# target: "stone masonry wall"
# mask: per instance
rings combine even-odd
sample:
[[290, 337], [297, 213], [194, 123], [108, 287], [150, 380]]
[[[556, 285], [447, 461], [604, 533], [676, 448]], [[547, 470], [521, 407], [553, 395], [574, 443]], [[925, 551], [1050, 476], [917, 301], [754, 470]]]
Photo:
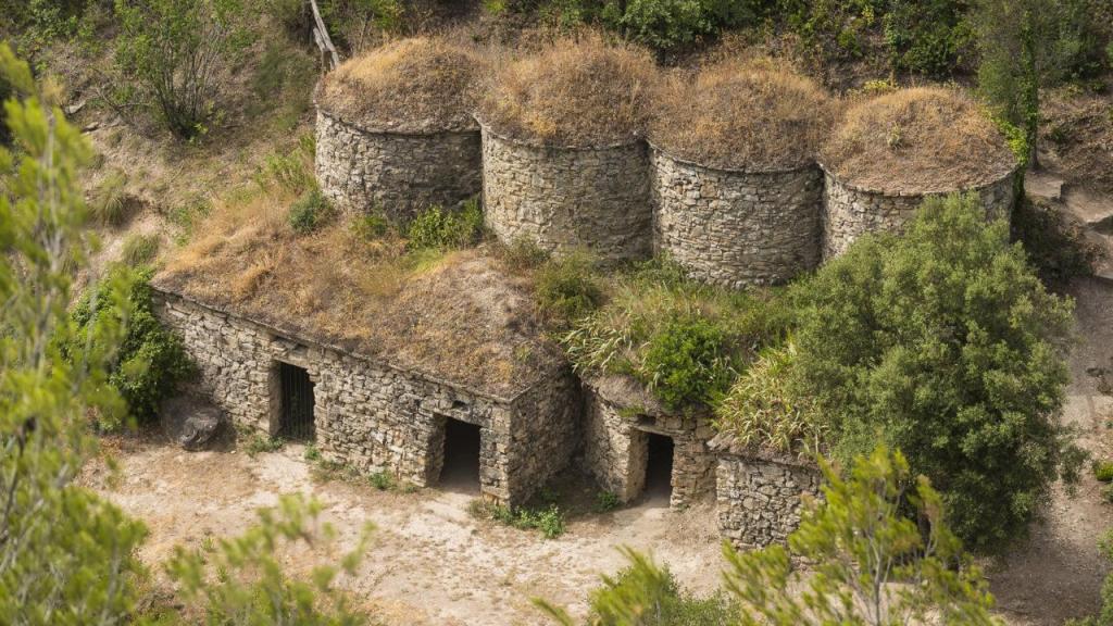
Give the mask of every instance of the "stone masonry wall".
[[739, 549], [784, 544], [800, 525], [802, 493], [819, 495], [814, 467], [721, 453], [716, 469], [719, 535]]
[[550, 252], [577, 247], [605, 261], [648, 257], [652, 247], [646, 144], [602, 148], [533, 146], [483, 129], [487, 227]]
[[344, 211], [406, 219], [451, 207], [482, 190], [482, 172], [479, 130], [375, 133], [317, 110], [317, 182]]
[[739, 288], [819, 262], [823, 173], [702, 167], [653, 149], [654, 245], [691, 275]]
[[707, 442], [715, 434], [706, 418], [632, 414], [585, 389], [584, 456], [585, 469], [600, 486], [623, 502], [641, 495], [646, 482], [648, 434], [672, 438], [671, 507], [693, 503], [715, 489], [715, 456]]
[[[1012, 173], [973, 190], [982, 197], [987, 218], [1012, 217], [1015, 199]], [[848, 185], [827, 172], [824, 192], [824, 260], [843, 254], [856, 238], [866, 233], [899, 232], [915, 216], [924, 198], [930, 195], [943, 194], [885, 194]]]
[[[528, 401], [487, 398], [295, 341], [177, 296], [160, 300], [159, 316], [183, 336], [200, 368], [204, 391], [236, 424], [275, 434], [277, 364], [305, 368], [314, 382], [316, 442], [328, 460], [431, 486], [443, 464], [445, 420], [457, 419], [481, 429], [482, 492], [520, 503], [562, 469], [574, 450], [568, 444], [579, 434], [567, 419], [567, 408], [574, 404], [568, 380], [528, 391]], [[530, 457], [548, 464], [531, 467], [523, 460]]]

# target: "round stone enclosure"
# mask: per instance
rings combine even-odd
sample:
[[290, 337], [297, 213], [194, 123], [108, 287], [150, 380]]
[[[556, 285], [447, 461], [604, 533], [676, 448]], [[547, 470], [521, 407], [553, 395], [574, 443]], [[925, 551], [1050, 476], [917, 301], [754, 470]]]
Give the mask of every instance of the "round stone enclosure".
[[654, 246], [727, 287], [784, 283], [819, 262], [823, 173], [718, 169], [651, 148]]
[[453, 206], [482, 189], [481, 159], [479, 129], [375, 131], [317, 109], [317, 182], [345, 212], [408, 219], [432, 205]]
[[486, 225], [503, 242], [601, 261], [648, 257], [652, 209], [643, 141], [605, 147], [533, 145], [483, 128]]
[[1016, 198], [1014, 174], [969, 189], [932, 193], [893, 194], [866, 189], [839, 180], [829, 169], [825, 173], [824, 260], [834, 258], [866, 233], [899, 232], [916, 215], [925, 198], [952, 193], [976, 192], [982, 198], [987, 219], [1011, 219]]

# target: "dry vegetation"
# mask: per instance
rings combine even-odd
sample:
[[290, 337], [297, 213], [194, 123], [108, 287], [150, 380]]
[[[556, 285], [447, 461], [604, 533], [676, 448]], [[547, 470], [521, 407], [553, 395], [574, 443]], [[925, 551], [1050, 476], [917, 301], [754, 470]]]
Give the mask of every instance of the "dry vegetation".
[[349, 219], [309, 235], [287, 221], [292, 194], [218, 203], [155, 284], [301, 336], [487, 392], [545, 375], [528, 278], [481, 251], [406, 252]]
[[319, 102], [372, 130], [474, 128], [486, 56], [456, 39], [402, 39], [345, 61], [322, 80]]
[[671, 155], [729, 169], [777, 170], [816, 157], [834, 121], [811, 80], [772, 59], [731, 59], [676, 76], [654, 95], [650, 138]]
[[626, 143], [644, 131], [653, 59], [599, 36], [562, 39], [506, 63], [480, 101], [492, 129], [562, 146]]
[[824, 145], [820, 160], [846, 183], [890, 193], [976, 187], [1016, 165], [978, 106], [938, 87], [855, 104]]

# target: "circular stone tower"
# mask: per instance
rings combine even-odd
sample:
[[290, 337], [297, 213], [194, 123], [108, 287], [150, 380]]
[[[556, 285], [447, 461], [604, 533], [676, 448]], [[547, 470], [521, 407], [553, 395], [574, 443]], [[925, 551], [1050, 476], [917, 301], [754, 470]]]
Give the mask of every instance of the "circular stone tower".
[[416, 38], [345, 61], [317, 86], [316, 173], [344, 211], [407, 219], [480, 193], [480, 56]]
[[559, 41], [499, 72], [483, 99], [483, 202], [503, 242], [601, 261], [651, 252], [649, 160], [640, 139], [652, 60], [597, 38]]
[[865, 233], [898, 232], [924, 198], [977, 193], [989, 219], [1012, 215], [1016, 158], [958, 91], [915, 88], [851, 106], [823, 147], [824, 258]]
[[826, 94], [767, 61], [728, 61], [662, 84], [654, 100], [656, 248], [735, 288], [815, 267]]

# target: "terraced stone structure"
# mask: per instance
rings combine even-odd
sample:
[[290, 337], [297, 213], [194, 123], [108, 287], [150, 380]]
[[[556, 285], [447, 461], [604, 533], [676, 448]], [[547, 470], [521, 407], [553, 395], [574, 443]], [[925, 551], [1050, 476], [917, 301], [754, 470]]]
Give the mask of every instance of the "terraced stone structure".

=======

#### Problem to work on
Copy these records word for word, covering every one of them, but leave the pictures out of your copy.

#### Completed exercise
# target: "stone masonry wall"
# mask: per instance
rings combine even-odd
sample:
[[290, 337], [297, 213], [194, 123], [108, 287], [150, 380]]
[[[556, 285], [447, 461], [604, 533], [676, 448]], [[547, 470], [521, 407], [553, 395], [574, 443]], [[925, 551], [1050, 476], [917, 301], [754, 470]]]
Photo:
Give the mask of every instance of the "stone masonry wall".
[[739, 549], [784, 544], [800, 525], [802, 493], [819, 495], [814, 467], [721, 453], [716, 469], [719, 535]]
[[550, 252], [577, 247], [605, 261], [648, 257], [652, 247], [646, 144], [602, 148], [533, 146], [483, 129], [487, 227]]
[[344, 211], [406, 219], [451, 207], [482, 190], [482, 172], [479, 130], [375, 133], [317, 110], [317, 182]]
[[739, 288], [819, 262], [823, 173], [702, 167], [653, 149], [654, 245], [691, 275]]
[[707, 442], [715, 434], [706, 418], [632, 414], [585, 389], [584, 456], [585, 469], [600, 486], [623, 502], [641, 495], [646, 482], [648, 434], [672, 438], [671, 507], [693, 503], [715, 489], [715, 456]]
[[[1012, 173], [973, 190], [982, 197], [987, 218], [1012, 217], [1015, 199]], [[848, 185], [827, 172], [824, 192], [824, 260], [843, 254], [856, 238], [866, 233], [899, 232], [915, 216], [924, 198], [930, 195], [943, 194], [885, 194]]]
[[[528, 401], [487, 398], [295, 341], [177, 296], [160, 300], [159, 316], [183, 336], [200, 368], [204, 391], [236, 424], [275, 434], [277, 364], [305, 368], [314, 382], [316, 442], [328, 460], [431, 486], [443, 464], [445, 420], [457, 419], [481, 429], [482, 492], [520, 503], [562, 469], [574, 450], [568, 444], [579, 434], [567, 419], [567, 408], [574, 404], [568, 380], [528, 391]], [[530, 457], [548, 464], [531, 467], [523, 460]]]

# target: "round stone enclosure"
# mask: per instance
rings combine even-odd
sample:
[[290, 337], [297, 213], [194, 123], [108, 287], [150, 380]]
[[[556, 285], [447, 461], [604, 533], [676, 448]], [[547, 470], [521, 407], [553, 395], [574, 443]], [[925, 551], [1050, 476], [917, 301], [754, 470]]]
Give the mask of every instance of the "round stone enclosure".
[[654, 246], [727, 287], [784, 283], [819, 262], [823, 173], [718, 169], [651, 148]]
[[453, 206], [482, 189], [481, 159], [479, 129], [375, 131], [317, 109], [317, 182], [345, 212], [408, 219], [432, 205]]
[[486, 225], [503, 242], [601, 261], [648, 257], [652, 209], [643, 141], [605, 147], [533, 145], [483, 128]]
[[1016, 198], [1014, 174], [969, 189], [932, 193], [893, 194], [866, 189], [839, 180], [829, 169], [825, 173], [824, 260], [834, 258], [866, 233], [899, 232], [916, 215], [925, 198], [952, 193], [976, 192], [982, 198], [987, 219], [1011, 219]]

# target: "dry vegetation"
# mask: per instance
rings combine even-odd
sample:
[[290, 337], [297, 213], [194, 123], [108, 287], [150, 380]]
[[[556, 285], [447, 461], [604, 533], [676, 448]], [[547, 470], [521, 407], [553, 395], [574, 443]], [[925, 551], [1050, 476], [917, 301], [754, 470]]]
Give the mask of every instance of the "dry vegetation".
[[349, 219], [309, 235], [287, 221], [292, 194], [218, 203], [155, 284], [301, 336], [487, 392], [545, 375], [528, 278], [481, 251], [406, 252]]
[[319, 102], [372, 130], [474, 128], [486, 56], [456, 39], [402, 39], [345, 61], [322, 80]]
[[671, 155], [729, 169], [777, 170], [816, 157], [834, 121], [811, 80], [772, 59], [731, 59], [676, 76], [654, 95], [650, 138]]
[[626, 143], [644, 131], [653, 59], [599, 36], [562, 39], [506, 63], [480, 101], [492, 129], [562, 146]]
[[824, 145], [820, 160], [846, 183], [890, 193], [976, 187], [1016, 165], [978, 106], [938, 87], [855, 104]]

# target: "circular stone tower"
# mask: per instance
rings combine even-odd
sample:
[[290, 337], [297, 213], [194, 123], [108, 287], [150, 380]]
[[[556, 285], [447, 461], [604, 533], [676, 448]], [[547, 470], [521, 407], [553, 395], [574, 443]], [[925, 551], [1050, 476], [917, 301], [754, 470]]]
Give the mask of every instance of the "circular stone tower".
[[416, 38], [345, 61], [317, 86], [316, 173], [344, 211], [407, 219], [480, 193], [480, 56]]
[[559, 41], [499, 72], [483, 99], [483, 202], [503, 242], [601, 261], [651, 252], [649, 160], [640, 139], [652, 60], [597, 38]]
[[865, 233], [898, 232], [924, 198], [977, 193], [989, 219], [1012, 215], [1016, 158], [958, 91], [915, 88], [851, 106], [823, 147], [824, 258]]
[[826, 94], [767, 61], [728, 61], [662, 84], [654, 100], [656, 248], [735, 288], [815, 267]]

# target: "terraced stone structure"
# mask: per instance
rings combine even-odd
sample:
[[290, 337], [297, 213], [194, 123], [108, 287], [150, 380]]
[[[556, 285], [447, 461], [604, 533], [676, 448]], [[547, 470], [521, 407], [553, 395], [574, 443]], [[925, 551], [1050, 476], [917, 301], [754, 470]]]
Give the mask of every instance of the "terraced stone structure".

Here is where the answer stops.